OBJECTIVE: Repeat the journal entry below word for word, from "14 DAYS AND" up to and including "of my children.".

TEXT PROVIDED:
________________

Thursday, May 6, 2010

14 DAYS AND COUNTING

Today, I felt back to normal. The kids and I rehearsed music for our pop show and we really had a good time. For some reason, they giggle when I try to do the Beyonce choreography...... I can't understand why. Worked today to get the students placed in the correct choirs for next year. I want to leave my little world in perfect shape for my successor. I'm taking care of my children.
I went to the ECISD Employee Awards Banquet and received my 30 year service award. A beautiful watch for 30 years of "good behavior." That will be my last gathering of that type with the district, and I'm OK with that.

________________

DATASET ENTRIES:
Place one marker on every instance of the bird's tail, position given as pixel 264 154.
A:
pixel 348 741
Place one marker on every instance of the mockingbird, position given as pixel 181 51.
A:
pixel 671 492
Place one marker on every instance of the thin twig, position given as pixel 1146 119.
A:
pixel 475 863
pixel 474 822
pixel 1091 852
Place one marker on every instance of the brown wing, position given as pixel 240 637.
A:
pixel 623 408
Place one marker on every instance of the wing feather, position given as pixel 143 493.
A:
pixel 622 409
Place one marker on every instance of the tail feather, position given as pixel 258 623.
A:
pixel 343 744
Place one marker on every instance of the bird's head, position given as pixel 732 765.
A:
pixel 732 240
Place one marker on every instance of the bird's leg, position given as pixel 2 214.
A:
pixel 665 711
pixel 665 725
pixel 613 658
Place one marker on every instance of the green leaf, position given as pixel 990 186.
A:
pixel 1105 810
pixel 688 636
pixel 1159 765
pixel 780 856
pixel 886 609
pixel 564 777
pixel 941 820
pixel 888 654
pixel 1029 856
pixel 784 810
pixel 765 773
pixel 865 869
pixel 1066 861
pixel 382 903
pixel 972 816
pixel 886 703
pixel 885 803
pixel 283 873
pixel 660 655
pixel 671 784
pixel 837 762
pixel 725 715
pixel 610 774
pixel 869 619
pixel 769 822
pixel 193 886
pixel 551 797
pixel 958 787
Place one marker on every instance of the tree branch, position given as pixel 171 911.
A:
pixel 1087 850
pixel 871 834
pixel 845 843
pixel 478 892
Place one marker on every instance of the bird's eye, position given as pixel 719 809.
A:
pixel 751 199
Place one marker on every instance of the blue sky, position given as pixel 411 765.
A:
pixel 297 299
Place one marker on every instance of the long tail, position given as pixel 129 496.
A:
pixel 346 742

________________

THE OUTPUT:
14 DAYS AND COUNTING

Today, I felt back to normal. The kids and I rehearsed music for our pop show and we really had a good time. For some reason, they giggle when I try to do the Beyonce choreography...... I can't understand why. Worked today to get the students placed in the correct choirs for next year. I want to leave my little world in perfect shape for my successor. I'm taking care of my children.